TASK PROMPT: Print, word for word, the stretch of the Isa Town market article from "It will cover" through "and household items.".

══ EXTRACT TO READ

Fresh plans for market revamp

NEW bids will be invited for a revamp of a landmark market in Isa Town, as part of a re-tender following delays.

It will cover remaining work on the development of the Isa Town Traditional Market, which houses 570 shops selling antiques, furniture, electronics and household items.

There are 1,200 registered shops in the market’s complex, with traditional cafés offering Bahraini cuisine.

Works, Municipalities Affairs and Urban Planning Minister Essam Khalaf told the GDN that the market will be revamped in two phases.

The development plan was put on hold in July last year after the contractor selected for the project significantly ramped up the cost.

The upgrade plan was originally expected to cost BD490,000, but the company said it needed an additional BD150,000 after further assessment of the site.

However, three months of negotiations between government representatives and the company have not resulted in any agreement.

“The market revamp is going ahead and we will tender the thermal insulation and air-conditioning,” said Mr Khalaf.

“We will start with thermal insulation as the first phase and it will be shortly followed by new gates and doors and then with air-conditioning.

“It is vital that we give the popular market the necessary appeal and development to attract more customers and get more attention from a wider audience.”

Meanwhile, Municipalities Affairs Under-Secretary Shaikh Mohammed bin Ahmed Al Khalifa revealed that a number of smaller tasks will be conducted within the market premises before and during the revamp.

“We have a futuristic vision for the market, which has a distinctive traditional view such as its exterior and the way the shops were built,” he said.

“When the market was rebuilt and reopened (after the fire) the idea was that we progress things accordingly, and with huge appeal from customers there was a need to speed up implementation of new ideas.

“Thermal insulation will ensure that the market is not hot during the humid weather and it will be followed by installing air-conditioning as a seating area will be introduced for traditional cafes and restaurants.


“For now we will have smaller projects that involve new toilets, facilities for people with disabilities, pregnant women and the elderly, besides other renovations.”

Southern Municipal Council chairman Bader Al Tamimi said the planned revamp might not start until the end of the year.

“The re-tendering process and now with the current crisis related to Covid-19 it could mean that work won’t start until the end of the year at the earliest,” he added.

“Hopefully, the tender will get the nod before June so work could go ahead now due to less traffic related to the current circumstances, and when things pick-up customers won’t be bothered with ongoing work.”

The market was designated as a tourist destination in 2016, but delays in improving its condition have hindered efforts to promote it.

New vehicle entrances will also be created to cope with the large number of customers visiting the complex, which also houses two supermarkets, an electronics department store, furniture shops and a weekend flea market.

The current traditional market sprang up around 100 metres from its original location in 2014 following a massive blaze.

Hundreds of shop owners were affected and the market suffered extensive damage.

An earlier blaze in July 2012 similarly wreaked havoc at the suq.

════
══ PROVIDED INFORMATION

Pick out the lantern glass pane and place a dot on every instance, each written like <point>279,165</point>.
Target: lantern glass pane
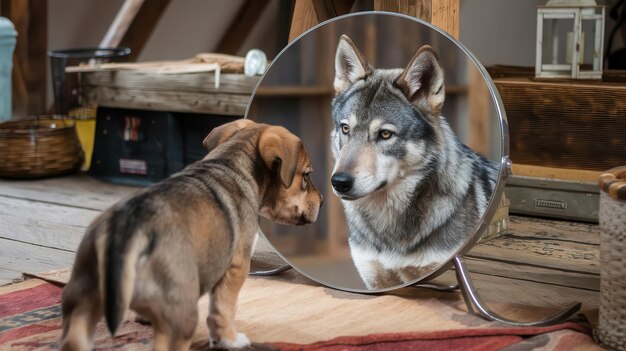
<point>555,54</point>
<point>591,48</point>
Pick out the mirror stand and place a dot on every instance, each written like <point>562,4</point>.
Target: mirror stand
<point>475,304</point>
<point>473,301</point>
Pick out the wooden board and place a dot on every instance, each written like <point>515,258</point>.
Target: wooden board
<point>78,190</point>
<point>172,101</point>
<point>556,173</point>
<point>43,224</point>
<point>562,246</point>
<point>192,82</point>
<point>504,290</point>
<point>18,257</point>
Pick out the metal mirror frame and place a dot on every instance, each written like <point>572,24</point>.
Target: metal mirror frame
<point>472,299</point>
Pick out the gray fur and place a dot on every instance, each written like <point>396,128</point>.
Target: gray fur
<point>421,213</point>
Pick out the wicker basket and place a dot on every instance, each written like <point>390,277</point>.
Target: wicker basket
<point>611,329</point>
<point>39,147</point>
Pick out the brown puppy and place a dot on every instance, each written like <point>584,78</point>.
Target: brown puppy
<point>160,250</point>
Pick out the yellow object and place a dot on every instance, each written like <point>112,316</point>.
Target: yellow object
<point>85,118</point>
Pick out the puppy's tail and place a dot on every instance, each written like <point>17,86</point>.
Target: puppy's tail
<point>125,244</point>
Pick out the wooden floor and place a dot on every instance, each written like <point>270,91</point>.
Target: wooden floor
<point>538,263</point>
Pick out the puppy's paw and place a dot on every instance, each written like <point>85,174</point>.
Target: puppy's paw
<point>241,341</point>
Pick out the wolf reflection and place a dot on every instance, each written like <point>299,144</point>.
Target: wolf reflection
<point>411,191</point>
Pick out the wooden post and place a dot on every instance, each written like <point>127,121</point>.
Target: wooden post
<point>442,13</point>
<point>30,58</point>
<point>241,26</point>
<point>142,26</point>
<point>303,18</point>
<point>416,8</point>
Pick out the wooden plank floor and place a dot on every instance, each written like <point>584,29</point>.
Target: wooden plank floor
<point>537,263</point>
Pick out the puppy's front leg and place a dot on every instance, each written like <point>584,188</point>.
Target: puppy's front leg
<point>223,304</point>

════

RESULT OF THIS TASK:
It will cover remaining work on the development of the Isa Town Traditional Market, which houses 570 shops selling antiques, furniture, electronics and household items.